TASK INSTRUCTIONS :: Reproduce every line of the listing below word for word, leaving out the pictures.

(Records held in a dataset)

----------------

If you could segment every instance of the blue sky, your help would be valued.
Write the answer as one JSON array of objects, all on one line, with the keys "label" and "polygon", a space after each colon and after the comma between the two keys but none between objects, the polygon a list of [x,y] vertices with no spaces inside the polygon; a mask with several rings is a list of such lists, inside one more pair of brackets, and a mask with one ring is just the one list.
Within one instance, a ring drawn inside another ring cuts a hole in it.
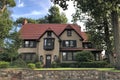
[{"label": "blue sky", "polygon": [[16,7],[12,8],[13,19],[28,17],[38,19],[44,17],[51,7],[49,0],[15,0]]},{"label": "blue sky", "polygon": [[[19,17],[38,19],[48,14],[48,10],[53,5],[50,0],[15,0],[16,6],[12,8],[12,18],[16,20]],[[72,2],[69,2],[68,10],[64,12],[68,18],[68,23],[72,23],[72,14],[75,12]],[[83,23],[78,22],[83,27]]]}]

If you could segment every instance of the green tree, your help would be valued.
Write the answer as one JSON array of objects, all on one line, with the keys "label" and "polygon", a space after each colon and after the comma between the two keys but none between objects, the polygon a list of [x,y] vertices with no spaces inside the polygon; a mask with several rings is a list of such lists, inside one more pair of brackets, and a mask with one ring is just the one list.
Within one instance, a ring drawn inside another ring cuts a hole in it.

----------------

EXERCISE ANSWER ::
If you could segment every instance of the blue sky, your help would be valued.
Write the answer as one JSON array of objects, all on one line, with the keys "label" and "polygon", a space after each colon and after the comma between the two keys but none between objects, the polygon a list of [x,y] vertices with no spaces inside the polygon; a mask with several rings is a list of such lists, inside one more pair of brackets, and a mask with one ring is just the one list.
Within one instance, a ring drawn inside another ring cuts a hole in it.
[{"label": "blue sky", "polygon": [[16,7],[12,8],[13,19],[28,17],[38,19],[44,17],[51,7],[49,0],[15,0]]},{"label": "blue sky", "polygon": [[[19,17],[38,19],[48,14],[48,10],[53,5],[50,0],[15,0],[16,6],[12,8],[12,18],[16,20]],[[72,2],[69,2],[68,10],[64,12],[68,18],[68,23],[72,23],[72,14],[75,12]],[[83,23],[78,22],[83,27]]]}]

If you could segment every instance of the green tree, your help would be valued.
Write the answer as one JSON array of objects, all on one line, with the keys "label" and "polygon", a space after each colon and after the comma between the two keys but none between objects, the polygon a list of [x,y] vertices with no spaces inside the polygon; a mask with several rings is a list of such lists, inside one more pair of brackets, and a mask with one ring is just the one list.
Within one instance, a ring drawn inside another ring cuts a hole in it.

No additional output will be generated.